Find every line below that contains the string "Target", matching case exactly, and copy each of those lines in full.

- ENTRIES -
==================================================

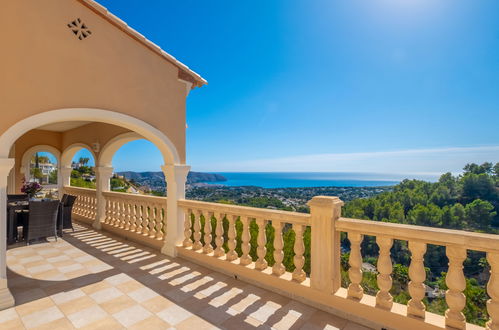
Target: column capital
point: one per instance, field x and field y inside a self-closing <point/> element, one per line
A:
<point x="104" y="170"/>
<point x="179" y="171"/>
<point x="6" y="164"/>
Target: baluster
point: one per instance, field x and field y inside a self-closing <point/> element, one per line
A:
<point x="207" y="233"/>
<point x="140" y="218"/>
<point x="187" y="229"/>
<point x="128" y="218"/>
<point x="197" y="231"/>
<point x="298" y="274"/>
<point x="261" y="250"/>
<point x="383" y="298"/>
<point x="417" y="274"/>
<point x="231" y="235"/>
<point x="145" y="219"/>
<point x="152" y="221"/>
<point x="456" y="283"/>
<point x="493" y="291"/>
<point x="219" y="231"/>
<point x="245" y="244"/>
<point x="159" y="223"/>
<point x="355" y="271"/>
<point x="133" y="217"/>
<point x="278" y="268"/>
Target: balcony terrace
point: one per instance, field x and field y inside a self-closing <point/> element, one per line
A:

==================================================

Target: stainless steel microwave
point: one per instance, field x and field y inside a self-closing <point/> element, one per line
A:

==================================================

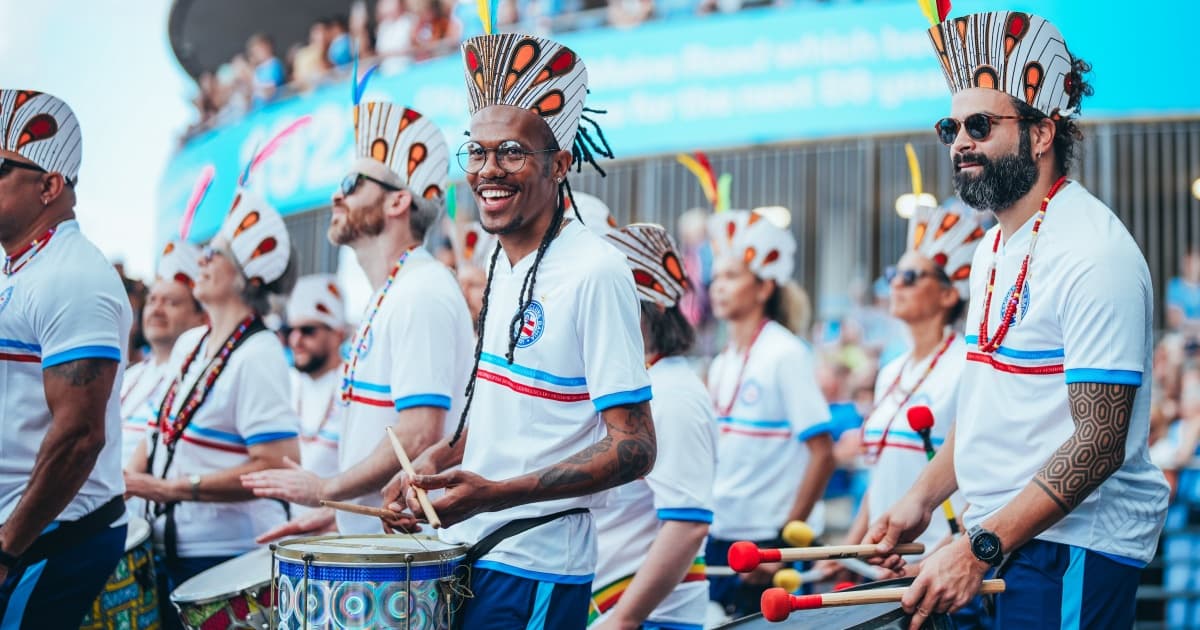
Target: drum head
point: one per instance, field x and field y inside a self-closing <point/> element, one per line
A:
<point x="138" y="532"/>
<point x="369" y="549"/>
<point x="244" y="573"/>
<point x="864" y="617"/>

==================================================

- TASK SOLUTION -
Target: column capital
Target: baluster
Target: balcony terrace
Target: stainless steel microwave
Target: drum head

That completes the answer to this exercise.